• [Action item]:
In the passage below about leaving Rex Healthcare, copy the part that opens with the words containing "We congratulated ourselves" and closes with "really had happened.", replacing "good luck" with "good fortune".

• [Text passage]:

------------

We congratulated ourselves on our good luck and proceeded with our lives, a little shaken by such a sudden turn of events but confident that nothing major really had happened.
I just resigned from Rex Healthcare after more than 20 years of service. The following are the events leading up to this decision:
My husband died almost 5 months ago. He had acquired an infection in the brain during a surgery to remove a benign brain tumor. The complication brought on bleeding in the brain and a massive stroke which left him paralyzed on the left side of his body to the degree that he could not even sit up or turn himself over in the bed. He was completely dependent, a fate that most people would consider worse than death, and he certainly viewed it that way.
He suffered all the indignities that go along with such total dependency, and in the end all I could do is take him home and afford him the comfort to die at home in familiar surroundings with friends visiting him to the very end.

------------

• [Input data]:

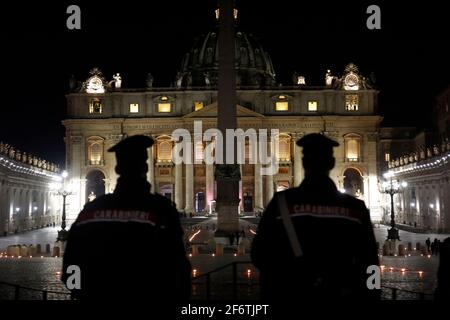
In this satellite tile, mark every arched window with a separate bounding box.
[88,137,104,165]
[195,141,204,162]
[345,94,359,111]
[344,134,361,162]
[278,135,291,161]
[158,139,172,162]
[89,98,103,114]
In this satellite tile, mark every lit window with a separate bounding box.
[346,138,359,161]
[130,103,139,113]
[297,76,306,84]
[308,101,317,111]
[158,103,171,112]
[195,141,204,162]
[87,137,103,165]
[275,101,289,111]
[194,101,203,111]
[278,137,291,161]
[89,99,103,114]
[158,140,172,161]
[345,94,358,111]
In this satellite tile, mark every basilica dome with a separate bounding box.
[175,28,275,87]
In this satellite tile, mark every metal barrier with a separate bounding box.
[0,281,73,300]
[0,261,433,301]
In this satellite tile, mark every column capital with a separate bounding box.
[290,132,305,142]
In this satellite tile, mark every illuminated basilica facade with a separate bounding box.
[63,12,382,221]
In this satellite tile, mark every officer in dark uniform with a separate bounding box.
[62,135,191,305]
[251,133,380,303]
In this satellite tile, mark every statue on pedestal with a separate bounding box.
[88,191,97,202]
[175,71,183,88]
[325,70,333,87]
[69,74,77,91]
[113,73,122,89]
[203,71,211,87]
[149,72,153,88]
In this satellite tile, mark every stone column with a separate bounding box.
[184,164,194,213]
[239,164,244,213]
[254,163,264,212]
[266,175,273,207]
[147,145,156,193]
[206,164,214,212]
[292,133,304,187]
[175,163,183,210]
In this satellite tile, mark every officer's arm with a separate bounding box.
[61,220,82,298]
[251,197,278,269]
[360,204,381,300]
[167,207,191,301]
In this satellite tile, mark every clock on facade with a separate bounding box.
[86,76,105,93]
[344,72,359,90]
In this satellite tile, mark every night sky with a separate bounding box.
[0,0,450,164]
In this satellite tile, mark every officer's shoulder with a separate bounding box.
[150,193,175,207]
[275,187,301,199]
[339,193,366,209]
[84,193,114,211]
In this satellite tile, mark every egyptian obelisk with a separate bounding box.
[215,0,240,238]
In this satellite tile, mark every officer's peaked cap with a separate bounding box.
[297,133,339,154]
[108,135,154,162]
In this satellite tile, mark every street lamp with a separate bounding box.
[380,171,408,240]
[56,170,73,241]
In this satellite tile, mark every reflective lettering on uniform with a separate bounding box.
[75,209,156,225]
[289,204,365,222]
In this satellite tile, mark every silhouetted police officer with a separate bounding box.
[62,135,191,305]
[251,133,380,304]
[434,238,450,302]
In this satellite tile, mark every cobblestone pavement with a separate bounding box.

------------

• [Answer section]:
We congratulated ourselves on our good fortune and proceeded with our lives, a little shaken by such a sudden turn of events but confident that nothing major really had happened.